▶ **Goal of the exercise**: Carry on the book review from the point where it stops.

▶ **Selected extract**:
** start **

She’s a collector of things, too. Tenderly archived within the novel are sweetheart necklines, organza overskirts, pop songs that just happen to be playing when they are most meaningful, yellow Cadillacs and plates of chicken à la king – the stuff of the 1950s.

The way the story is told serves its emotional purpose well. The novel shifts through more than a dozen different narrators, all with their own impeded view of each other and of themselves. Sometimes, the sheer number of lives entwined under the penumbra of the air disasters is almost overwhelming and I occasionally caught myself counting back clumsily on my fingers: this character works with that character who shares this surname with the person we met in the underwear shop earlier. But Blume is too gifted and too experienced for these moments to last long or damage the book. Instead, they serve as small reminders of everyone’s partiality. The characters’ various blind spots become one more thing they have in common.

** end **

▶ **Dataset rows**:

** start **

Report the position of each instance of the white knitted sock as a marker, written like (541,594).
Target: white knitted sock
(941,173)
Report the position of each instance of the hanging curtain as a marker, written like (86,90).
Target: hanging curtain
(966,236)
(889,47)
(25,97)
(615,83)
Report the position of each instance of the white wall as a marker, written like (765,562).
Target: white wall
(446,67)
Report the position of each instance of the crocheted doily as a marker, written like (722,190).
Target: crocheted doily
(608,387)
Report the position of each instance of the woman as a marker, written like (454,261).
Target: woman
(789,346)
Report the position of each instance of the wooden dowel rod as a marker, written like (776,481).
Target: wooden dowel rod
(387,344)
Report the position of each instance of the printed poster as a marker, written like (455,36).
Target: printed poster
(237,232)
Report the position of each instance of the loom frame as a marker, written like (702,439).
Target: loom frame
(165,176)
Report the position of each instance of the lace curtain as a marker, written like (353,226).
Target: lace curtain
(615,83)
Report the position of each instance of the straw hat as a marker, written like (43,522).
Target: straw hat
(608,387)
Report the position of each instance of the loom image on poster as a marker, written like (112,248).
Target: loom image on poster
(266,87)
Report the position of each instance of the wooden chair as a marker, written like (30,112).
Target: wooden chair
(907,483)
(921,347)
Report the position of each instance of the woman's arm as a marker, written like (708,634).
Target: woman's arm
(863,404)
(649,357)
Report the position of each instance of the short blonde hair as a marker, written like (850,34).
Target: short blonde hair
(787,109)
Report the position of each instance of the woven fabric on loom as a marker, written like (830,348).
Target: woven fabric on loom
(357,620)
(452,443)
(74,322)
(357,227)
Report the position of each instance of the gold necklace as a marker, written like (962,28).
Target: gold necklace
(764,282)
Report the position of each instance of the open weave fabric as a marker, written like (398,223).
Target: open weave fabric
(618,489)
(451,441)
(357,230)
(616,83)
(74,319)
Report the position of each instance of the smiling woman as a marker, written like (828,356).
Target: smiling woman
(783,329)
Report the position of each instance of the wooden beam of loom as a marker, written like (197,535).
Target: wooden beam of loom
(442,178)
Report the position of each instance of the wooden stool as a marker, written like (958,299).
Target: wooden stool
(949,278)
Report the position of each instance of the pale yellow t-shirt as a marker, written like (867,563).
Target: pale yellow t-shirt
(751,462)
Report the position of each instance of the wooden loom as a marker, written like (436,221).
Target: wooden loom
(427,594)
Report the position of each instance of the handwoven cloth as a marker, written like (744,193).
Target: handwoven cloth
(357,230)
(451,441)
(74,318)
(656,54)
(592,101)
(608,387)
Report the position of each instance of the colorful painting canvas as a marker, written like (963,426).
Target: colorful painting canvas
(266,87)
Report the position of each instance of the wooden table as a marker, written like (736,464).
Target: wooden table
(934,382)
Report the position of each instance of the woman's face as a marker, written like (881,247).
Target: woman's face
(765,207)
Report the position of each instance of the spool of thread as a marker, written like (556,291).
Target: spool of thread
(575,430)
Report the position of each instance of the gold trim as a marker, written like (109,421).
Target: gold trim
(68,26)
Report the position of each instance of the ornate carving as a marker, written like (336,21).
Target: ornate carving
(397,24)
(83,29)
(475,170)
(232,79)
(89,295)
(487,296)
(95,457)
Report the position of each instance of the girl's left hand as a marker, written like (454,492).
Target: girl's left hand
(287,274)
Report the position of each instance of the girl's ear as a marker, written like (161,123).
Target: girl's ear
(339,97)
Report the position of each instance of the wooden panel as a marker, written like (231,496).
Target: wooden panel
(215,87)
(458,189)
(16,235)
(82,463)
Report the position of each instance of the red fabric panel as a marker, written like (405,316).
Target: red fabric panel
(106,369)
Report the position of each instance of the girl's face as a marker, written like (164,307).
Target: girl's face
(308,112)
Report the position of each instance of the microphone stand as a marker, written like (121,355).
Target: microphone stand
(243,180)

** end **

▶ **Reply to the task**:
One particularly sweet theme that runs through the novel is the passing on of fiction from adults to adolescents: a copy of The Catcher in the Rye changes hands and there is a brief but lovely cameo for The Member of the Wedding, Carson ­McCullers’s humid and antsy evocation of a teenage tomboy’s coming of age, published in 1946. One suspects that these were among the novels that helped to map the world for Blume when she was in her teens and their relay through the generations underscores the community that readers have: even our most private, lonely and terrible moments have been shared by someone before us. Books – and Blume’s in particular – are a secret club that we opt into happily.